Exercise brief
Scale everything in the listing from its first line down to the line containing "(662, 41), (709, 58)", both ends included. Rewrite each of those lines in full, multiplying every answer bounding-box coordinate by 1.2 and rounding to whole numbers with halves rounded up, but leave the coordinates shown under the response format unchanged.

Information provided
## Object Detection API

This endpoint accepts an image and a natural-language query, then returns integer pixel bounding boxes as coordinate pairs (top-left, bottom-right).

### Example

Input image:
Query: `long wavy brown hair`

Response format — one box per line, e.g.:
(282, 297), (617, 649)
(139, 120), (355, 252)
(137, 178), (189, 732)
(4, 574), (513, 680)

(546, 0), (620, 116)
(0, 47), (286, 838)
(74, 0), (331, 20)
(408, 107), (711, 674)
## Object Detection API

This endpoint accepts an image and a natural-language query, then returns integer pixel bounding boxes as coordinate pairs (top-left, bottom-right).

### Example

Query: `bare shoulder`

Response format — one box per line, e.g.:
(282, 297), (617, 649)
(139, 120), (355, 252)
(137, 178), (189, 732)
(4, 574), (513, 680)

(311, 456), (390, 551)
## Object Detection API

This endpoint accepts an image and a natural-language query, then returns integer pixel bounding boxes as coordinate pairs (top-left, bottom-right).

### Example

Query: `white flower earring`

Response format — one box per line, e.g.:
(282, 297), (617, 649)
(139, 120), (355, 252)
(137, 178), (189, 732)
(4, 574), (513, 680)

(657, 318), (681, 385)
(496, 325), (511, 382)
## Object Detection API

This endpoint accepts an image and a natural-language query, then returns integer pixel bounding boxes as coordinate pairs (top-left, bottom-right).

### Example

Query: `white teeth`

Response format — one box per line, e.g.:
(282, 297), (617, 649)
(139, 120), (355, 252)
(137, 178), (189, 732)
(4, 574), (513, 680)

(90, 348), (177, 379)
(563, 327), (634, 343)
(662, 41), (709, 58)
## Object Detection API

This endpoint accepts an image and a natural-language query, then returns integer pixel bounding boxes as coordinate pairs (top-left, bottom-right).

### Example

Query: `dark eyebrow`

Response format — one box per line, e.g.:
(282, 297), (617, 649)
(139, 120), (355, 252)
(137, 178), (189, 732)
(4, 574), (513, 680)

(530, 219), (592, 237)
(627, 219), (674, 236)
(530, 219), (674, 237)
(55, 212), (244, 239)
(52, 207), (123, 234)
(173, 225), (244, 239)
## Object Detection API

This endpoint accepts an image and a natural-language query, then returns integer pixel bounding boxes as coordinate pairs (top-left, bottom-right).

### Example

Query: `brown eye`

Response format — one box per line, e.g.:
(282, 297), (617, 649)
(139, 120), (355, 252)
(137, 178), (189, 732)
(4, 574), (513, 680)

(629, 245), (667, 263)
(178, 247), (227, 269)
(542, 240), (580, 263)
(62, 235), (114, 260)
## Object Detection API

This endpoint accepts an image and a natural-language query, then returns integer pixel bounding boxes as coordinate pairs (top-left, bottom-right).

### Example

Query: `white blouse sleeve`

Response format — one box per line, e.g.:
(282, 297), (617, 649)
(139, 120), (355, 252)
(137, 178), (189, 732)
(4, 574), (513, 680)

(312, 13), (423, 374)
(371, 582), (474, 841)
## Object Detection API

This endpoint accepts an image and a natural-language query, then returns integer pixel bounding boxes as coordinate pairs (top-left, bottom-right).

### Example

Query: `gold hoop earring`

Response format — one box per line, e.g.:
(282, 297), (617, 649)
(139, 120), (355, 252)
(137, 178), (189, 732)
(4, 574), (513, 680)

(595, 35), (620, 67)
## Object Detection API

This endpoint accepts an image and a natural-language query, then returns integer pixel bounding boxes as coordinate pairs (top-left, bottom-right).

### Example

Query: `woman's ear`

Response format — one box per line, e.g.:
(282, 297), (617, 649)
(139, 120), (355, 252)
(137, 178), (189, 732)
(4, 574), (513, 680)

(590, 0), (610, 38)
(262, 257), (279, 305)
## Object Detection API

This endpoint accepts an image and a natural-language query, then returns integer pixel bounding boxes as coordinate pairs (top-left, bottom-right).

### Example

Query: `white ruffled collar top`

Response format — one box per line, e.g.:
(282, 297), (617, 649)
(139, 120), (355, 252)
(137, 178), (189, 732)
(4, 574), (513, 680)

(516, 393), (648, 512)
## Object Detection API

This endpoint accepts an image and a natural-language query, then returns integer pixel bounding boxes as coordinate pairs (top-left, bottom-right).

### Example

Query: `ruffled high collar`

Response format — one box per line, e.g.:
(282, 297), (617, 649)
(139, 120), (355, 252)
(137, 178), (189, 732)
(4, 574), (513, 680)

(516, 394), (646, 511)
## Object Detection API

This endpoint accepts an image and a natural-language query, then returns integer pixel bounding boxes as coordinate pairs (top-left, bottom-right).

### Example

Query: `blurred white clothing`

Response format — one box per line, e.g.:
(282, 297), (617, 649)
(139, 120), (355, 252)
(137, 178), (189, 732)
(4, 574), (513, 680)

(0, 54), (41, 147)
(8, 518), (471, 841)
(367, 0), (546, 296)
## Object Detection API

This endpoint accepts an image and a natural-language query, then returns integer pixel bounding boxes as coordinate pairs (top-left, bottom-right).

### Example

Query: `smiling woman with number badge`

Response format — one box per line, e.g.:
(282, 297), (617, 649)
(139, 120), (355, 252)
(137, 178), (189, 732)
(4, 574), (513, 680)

Answer to the problem
## Object Detection API

This endpoint accepts an image and a natural-language query, then returns integer pixel bounding boxes as coordinate pairs (top-left, bottom-right).

### Example

Input image:
Query: `long wavy brown hair`

Response format — one box per line, e.g.:
(282, 297), (617, 649)
(139, 120), (355, 252)
(137, 178), (189, 732)
(4, 574), (513, 680)

(655, 0), (744, 139)
(0, 56), (343, 1006)
(89, 0), (397, 24)
(490, 128), (853, 809)
## Object Detection API

This endpoint accepts an image and a natural-language query, then returns integer pixel bounding boxes as coordinate pairs (top-left, bottom-right).

### Example

Query: `bare shoulder`

Response format — one box per line, e.g.:
(282, 297), (617, 649)
(139, 120), (355, 252)
(137, 178), (189, 732)
(4, 574), (513, 680)

(373, 547), (468, 661)
## Object Detection API

This endpoint accepts an image and a natural-language query, then returns integer pixel bounding boxes as coordinate pairs (top-left, bottom-right).

### Example

Query: `white flower earring`

Response format — one box per line, e.g.:
(282, 297), (617, 649)
(139, 120), (355, 252)
(137, 178), (189, 732)
(4, 574), (513, 680)

(788, 382), (817, 462)
(595, 390), (613, 458)
## Object Detection API

This endpoint accepts an image and a natural-language query, then returns integer pixel bounding boxes as coordinate pairs (top-left, bottom-right).

### Example

Query: `white teeth`

Response format — one box per line, e.g.:
(282, 297), (617, 649)
(139, 120), (355, 252)
(137, 178), (189, 732)
(4, 574), (513, 680)

(108, 418), (212, 455)
(676, 392), (761, 412)
(794, 49), (851, 70)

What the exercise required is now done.